Provided records Block Start

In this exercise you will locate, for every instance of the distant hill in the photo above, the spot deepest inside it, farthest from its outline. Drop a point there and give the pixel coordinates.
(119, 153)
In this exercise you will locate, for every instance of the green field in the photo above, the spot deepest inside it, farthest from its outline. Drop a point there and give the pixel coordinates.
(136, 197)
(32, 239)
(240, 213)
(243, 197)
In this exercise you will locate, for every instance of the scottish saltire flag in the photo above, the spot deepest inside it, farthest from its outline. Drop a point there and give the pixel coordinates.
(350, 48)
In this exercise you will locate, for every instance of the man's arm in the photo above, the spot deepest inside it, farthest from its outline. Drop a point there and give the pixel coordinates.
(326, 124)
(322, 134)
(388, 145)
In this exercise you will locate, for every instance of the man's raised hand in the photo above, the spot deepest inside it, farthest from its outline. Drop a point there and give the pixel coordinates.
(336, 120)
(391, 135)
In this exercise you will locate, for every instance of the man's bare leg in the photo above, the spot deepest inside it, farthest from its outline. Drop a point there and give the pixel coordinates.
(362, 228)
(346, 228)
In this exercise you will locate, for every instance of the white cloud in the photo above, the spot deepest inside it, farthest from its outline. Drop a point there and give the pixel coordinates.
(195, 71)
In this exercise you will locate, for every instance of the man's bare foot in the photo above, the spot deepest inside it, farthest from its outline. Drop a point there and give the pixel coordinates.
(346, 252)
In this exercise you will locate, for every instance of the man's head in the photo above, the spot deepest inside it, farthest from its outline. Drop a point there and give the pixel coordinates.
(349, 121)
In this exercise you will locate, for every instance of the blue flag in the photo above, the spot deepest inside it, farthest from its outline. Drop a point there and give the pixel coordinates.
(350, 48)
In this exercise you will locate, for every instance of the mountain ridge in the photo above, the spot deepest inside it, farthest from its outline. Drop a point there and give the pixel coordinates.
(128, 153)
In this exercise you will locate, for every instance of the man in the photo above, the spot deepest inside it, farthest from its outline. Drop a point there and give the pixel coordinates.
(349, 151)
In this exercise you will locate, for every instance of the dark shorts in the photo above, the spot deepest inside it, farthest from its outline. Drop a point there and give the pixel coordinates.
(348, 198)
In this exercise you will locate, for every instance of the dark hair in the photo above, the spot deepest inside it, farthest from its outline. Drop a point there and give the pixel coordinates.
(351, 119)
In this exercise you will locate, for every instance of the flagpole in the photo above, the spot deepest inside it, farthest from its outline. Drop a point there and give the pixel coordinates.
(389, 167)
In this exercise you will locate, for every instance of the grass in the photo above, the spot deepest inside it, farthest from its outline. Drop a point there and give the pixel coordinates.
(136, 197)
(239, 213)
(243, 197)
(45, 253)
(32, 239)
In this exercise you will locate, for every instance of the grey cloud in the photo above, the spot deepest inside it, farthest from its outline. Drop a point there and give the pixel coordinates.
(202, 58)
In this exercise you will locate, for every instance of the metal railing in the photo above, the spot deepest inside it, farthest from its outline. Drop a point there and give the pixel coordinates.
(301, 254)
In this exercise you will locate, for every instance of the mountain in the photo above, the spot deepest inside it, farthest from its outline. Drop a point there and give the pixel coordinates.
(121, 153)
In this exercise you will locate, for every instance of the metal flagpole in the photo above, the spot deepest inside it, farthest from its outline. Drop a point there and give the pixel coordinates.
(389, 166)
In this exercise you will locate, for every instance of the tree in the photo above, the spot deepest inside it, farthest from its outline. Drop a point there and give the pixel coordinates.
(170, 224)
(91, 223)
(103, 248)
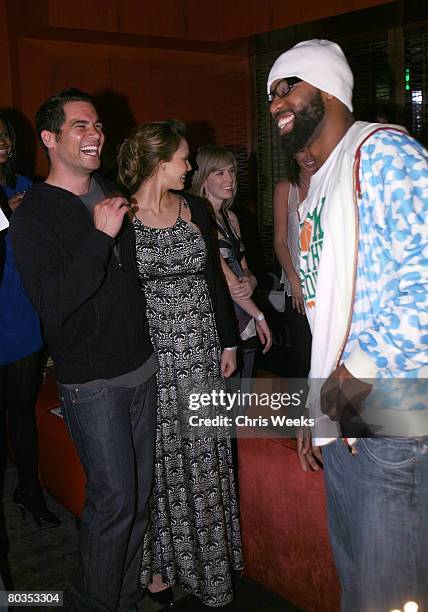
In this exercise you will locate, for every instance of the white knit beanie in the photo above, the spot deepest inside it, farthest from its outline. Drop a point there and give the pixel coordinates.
(320, 63)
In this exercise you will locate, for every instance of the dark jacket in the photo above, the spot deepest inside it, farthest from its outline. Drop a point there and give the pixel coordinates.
(91, 307)
(219, 293)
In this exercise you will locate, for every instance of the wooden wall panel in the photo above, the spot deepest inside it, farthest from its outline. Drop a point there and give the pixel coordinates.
(185, 19)
(248, 17)
(211, 93)
(209, 20)
(6, 97)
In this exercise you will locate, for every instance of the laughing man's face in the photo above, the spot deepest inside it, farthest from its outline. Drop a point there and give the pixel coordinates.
(297, 115)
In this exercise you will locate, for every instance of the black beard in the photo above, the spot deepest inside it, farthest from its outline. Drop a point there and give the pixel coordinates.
(305, 124)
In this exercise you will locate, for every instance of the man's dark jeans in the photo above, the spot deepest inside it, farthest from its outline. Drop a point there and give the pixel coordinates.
(113, 429)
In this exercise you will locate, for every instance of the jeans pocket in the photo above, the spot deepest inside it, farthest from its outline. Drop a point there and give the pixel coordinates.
(389, 452)
(81, 395)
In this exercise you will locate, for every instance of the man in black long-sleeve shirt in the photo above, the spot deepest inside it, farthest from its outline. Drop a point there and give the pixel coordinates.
(74, 248)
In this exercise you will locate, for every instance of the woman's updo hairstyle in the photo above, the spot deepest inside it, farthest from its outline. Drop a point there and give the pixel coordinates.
(148, 145)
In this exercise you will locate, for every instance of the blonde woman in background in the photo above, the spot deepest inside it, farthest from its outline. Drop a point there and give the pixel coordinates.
(215, 180)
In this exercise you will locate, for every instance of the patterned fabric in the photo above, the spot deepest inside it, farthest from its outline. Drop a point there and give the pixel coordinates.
(390, 320)
(293, 230)
(194, 535)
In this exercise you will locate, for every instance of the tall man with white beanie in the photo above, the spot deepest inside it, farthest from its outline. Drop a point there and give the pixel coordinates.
(363, 266)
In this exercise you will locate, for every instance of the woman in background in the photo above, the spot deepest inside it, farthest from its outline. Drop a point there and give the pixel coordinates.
(20, 348)
(193, 538)
(215, 180)
(287, 197)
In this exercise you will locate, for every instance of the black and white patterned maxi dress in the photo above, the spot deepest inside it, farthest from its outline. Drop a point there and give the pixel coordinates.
(193, 538)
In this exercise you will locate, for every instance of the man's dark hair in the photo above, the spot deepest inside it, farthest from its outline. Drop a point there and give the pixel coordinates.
(51, 116)
(8, 172)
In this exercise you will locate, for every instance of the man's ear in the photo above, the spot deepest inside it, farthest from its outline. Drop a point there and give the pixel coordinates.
(48, 138)
(326, 97)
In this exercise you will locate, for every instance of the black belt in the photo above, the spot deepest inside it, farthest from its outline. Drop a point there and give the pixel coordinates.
(174, 275)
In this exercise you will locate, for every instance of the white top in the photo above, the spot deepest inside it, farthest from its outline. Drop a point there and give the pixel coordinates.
(320, 290)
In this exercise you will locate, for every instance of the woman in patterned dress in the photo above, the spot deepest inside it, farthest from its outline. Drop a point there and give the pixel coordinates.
(194, 535)
(215, 180)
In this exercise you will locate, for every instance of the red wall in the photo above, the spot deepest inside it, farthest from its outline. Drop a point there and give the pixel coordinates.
(211, 93)
(186, 59)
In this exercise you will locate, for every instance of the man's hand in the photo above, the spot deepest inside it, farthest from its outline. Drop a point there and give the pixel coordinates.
(264, 333)
(310, 457)
(297, 299)
(108, 215)
(228, 362)
(16, 200)
(342, 395)
(241, 289)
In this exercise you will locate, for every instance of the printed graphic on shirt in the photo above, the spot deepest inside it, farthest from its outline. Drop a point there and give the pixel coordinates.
(311, 240)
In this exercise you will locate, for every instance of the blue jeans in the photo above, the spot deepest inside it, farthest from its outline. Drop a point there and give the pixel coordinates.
(377, 503)
(113, 429)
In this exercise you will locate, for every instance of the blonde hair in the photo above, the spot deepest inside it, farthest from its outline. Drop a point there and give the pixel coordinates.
(211, 158)
(147, 146)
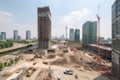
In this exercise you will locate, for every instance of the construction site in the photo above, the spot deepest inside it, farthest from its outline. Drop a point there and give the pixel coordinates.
(63, 61)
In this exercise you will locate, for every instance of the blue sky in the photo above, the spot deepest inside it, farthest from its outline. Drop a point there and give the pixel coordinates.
(21, 15)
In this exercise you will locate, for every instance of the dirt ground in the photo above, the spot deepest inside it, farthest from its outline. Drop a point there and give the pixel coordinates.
(81, 62)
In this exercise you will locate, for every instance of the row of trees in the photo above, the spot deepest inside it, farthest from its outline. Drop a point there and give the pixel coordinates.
(9, 63)
(6, 44)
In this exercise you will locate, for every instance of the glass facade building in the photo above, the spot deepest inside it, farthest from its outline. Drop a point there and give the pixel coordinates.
(77, 35)
(3, 35)
(28, 35)
(116, 39)
(71, 38)
(89, 33)
(15, 35)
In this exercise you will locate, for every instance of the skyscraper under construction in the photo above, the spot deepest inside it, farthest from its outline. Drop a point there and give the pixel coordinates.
(44, 27)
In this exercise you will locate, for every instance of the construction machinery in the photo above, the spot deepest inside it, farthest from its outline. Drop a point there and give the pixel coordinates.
(30, 71)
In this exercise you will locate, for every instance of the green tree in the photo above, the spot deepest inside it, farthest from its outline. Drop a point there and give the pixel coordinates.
(5, 63)
(1, 66)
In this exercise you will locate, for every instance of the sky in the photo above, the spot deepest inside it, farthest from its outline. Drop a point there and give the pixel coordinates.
(21, 15)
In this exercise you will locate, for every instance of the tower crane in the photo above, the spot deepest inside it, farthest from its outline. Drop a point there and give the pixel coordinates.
(98, 36)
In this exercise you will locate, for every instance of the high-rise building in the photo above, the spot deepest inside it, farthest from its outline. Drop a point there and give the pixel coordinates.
(28, 35)
(71, 38)
(15, 35)
(89, 33)
(44, 27)
(77, 35)
(3, 35)
(116, 39)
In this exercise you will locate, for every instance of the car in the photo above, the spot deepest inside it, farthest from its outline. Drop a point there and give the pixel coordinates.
(68, 71)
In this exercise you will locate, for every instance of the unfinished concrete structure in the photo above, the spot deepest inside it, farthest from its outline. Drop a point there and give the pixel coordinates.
(44, 27)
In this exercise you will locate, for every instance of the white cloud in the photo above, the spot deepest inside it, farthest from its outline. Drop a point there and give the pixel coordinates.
(6, 17)
(75, 16)
(6, 13)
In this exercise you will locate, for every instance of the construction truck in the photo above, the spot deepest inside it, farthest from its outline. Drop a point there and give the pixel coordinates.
(30, 71)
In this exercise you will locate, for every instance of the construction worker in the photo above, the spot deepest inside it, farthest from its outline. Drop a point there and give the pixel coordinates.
(76, 77)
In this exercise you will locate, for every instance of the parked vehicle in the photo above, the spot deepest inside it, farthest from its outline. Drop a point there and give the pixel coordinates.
(68, 71)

Provided records Block End

*What you should do*
Repeat exactly, and only, the lines from the one containing "of the unfinished" through the last line above.

*Solution below*
In this exercise you will locate, for every instance of the unfinished concrete structure in the photo above, the spot deepest inside it, farthest from its outline. Drop a point there and give the pixel coordinates.
(44, 27)
In this exercise you will locate, for every instance of the white cloud in the photo above, the spot deepest inside it, farthest from its outline. Drop a point there and give the pixel coordinates.
(6, 17)
(75, 16)
(6, 13)
In this exercise you will locate, for every instance of the construction truck in the photo above, the spot deepest inside it, farthest from its outline. Drop a point there and give the pixel coordinates.
(30, 71)
In this exercise you will locate, for every instance of the construction worker in the photo above, the spot deepest inside it, farthest from its outline. Drop a point there and give the pixel coordinates.
(76, 77)
In this exercise you will locate, for every instance of the parked vehicle in the photo above, the spot deepest inside it, farthest from its outline. Drop a point there and give the pixel coordinates.
(68, 71)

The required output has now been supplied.